Stored data entries
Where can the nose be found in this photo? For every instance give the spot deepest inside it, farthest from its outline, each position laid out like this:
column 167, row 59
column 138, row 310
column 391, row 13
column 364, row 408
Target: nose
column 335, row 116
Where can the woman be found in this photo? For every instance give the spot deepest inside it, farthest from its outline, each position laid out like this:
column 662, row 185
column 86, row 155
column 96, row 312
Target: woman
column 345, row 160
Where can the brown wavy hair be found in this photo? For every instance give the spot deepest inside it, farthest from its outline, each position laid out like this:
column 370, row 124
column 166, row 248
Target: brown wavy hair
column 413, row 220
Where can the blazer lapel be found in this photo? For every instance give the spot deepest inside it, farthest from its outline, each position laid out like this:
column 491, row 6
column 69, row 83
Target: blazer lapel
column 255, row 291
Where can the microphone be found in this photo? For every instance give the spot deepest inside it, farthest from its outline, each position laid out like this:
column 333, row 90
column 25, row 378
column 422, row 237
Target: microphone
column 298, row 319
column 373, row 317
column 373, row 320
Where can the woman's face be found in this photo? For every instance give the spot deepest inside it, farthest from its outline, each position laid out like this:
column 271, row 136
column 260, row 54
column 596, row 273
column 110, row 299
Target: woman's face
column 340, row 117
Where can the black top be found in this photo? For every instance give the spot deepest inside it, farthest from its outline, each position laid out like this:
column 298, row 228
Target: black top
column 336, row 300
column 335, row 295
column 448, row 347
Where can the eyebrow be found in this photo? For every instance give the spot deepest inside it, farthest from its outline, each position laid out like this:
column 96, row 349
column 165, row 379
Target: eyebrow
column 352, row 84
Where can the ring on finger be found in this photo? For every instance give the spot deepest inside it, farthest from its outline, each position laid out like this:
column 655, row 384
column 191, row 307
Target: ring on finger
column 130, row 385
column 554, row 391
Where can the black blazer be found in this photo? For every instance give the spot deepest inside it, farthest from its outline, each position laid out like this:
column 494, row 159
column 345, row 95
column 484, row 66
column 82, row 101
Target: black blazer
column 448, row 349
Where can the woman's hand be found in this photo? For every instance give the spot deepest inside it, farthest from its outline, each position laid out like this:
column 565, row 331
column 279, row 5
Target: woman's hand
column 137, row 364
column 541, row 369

◆ ABOUT THIS EXERCISE ◆
Give back only the lines from the one containing "column 494, row 159" through the final line of the entries above, exactly as written, both included.

◆ EXERCISE SOLUTION ◆
column 494, row 159
column 345, row 95
column 484, row 66
column 82, row 101
Target: black blazer
column 448, row 349
Where can the woman's hand be found in this photo? For every instance give the spot deepest inside it, farthest from its outline, each position laid out like this:
column 565, row 331
column 279, row 5
Target: woman's hand
column 137, row 364
column 541, row 369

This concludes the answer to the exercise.